By Jigger J. Jerusalem
THE considerable number of lactating women who are employed has remained one of the challenges of the government in promoting breastfeeding outside the confines of home.
Dr. Cristilda Villapañe, a medical specialist at the state-run Northern Mindanao Medical Center, said that although majority of women in the region breastfeed their children, there are still those who prefer formula milk.
Among those who feed their infants synthetic milk are working women, especially those who have overseas jobs.
“The challenge is the sustainability (of breastfeeding) as more mothers have now become part of the workforce,” Villapañe told reporters during a forum on breastfeeding on Friday.
But for women who are employed here, they can invoke Republic Act 10028 or the Expanded Breastfeeding Act, which protects their rights to breastfeed their children even in the workplace.
The law even requires employers in the public and private sectors, to create lactation room for their female employees, Villapañe said.
Employers who comply with RA 10028 by providing lactation rooms are also given incentive as funding from building such facility in the workplace is tax-deductible.
Under the law, lactating workers are also given an extra 40-minute break so they can take the time to breastfeed their babies.
At the Department of Health-managed NMMC, Villapañe said the hospital caters to an average of more than 7,000 lactating mothers every year.

---

- _WHAT TO WORK ON_
- a) Rewrite the paragraph of the breastfeeding article that begins "But for women who are employed here" in one shorter sentence, keeping its main facts.
- b) Sum up the breastfeeding article in two sentences.
- c) Copy the stretch of the breastfeeding article from "Among those who" through "employees, Villapañe said." word for word.
The rows that follow have nothing to do with the breastfeeding article.

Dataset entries

---

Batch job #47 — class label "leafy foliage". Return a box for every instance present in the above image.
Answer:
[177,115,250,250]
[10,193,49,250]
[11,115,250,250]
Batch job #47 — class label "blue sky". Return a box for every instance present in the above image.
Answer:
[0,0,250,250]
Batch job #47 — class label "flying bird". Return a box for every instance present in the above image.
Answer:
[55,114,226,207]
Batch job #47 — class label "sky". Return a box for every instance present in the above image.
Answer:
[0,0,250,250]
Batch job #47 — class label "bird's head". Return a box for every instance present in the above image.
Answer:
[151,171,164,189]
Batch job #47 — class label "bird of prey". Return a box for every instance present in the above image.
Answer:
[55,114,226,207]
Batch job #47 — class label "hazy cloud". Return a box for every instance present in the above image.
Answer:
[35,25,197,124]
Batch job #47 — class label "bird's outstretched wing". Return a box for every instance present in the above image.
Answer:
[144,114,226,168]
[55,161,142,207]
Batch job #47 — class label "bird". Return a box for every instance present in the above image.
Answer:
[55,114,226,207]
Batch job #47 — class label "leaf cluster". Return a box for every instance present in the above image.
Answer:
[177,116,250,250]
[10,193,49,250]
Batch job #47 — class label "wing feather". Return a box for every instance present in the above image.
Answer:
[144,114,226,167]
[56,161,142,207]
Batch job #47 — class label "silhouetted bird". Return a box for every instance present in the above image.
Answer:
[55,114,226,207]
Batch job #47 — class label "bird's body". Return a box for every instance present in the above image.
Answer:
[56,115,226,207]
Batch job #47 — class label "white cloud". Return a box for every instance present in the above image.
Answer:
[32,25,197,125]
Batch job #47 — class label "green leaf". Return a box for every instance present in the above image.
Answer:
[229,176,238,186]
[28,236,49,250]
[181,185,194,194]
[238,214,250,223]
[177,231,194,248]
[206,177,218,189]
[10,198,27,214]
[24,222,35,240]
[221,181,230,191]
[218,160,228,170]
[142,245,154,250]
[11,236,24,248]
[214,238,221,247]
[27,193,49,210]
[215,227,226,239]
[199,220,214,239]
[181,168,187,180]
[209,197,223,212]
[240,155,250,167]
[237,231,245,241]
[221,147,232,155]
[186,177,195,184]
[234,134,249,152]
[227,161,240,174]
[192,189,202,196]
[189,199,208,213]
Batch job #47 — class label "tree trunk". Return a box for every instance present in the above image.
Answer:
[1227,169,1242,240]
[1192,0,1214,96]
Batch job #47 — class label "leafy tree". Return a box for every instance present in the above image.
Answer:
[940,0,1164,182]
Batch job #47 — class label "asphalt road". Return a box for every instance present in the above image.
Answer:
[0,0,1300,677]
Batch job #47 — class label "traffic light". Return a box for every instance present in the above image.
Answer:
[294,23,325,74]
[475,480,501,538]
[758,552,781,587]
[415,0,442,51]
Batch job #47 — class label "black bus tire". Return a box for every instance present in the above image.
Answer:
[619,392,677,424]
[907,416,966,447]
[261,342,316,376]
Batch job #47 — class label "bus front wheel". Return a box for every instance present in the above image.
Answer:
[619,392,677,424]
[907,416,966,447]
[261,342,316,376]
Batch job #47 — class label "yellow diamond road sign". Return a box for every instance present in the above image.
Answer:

---

- _RESPONSES BY ITEM NUMBER_
- a) Employed women here can rely on Republic Act 10028, the Expanded Breastfeeding Act, which protects their right to breastfeed their children, even at work.

- b) A specialist at Northern Mindanao Medical Center said that while most women in the region breastfeed, working mothers, especially those with overseas jobs, often use formula milk, making it hard to sustain breastfeeding. Republic Act 10028 protects employed women's right to breastfeed at work by requiring employers to provide lactation rooms, whose cost is tax-deductible, and by giving lactating workers an extra 40-minute break.

- c)
Among those who feed their infants synthetic milk are working women, especially those who have overseas jobs.
“The challenge is the sustainability (of breastfeeding) as more mothers have now become part of the workforce,” Villapañe told reporters during a forum on breastfeeding on Friday.
But for women who are employed here, they can invoke Republic Act 10028 or the Expanded Breastfeeding Act, which protects their rights to breastfeed their children even in the workplace.
The law even requires employers in the public and private sectors, to create lactation room for their female employees, Villapañe said.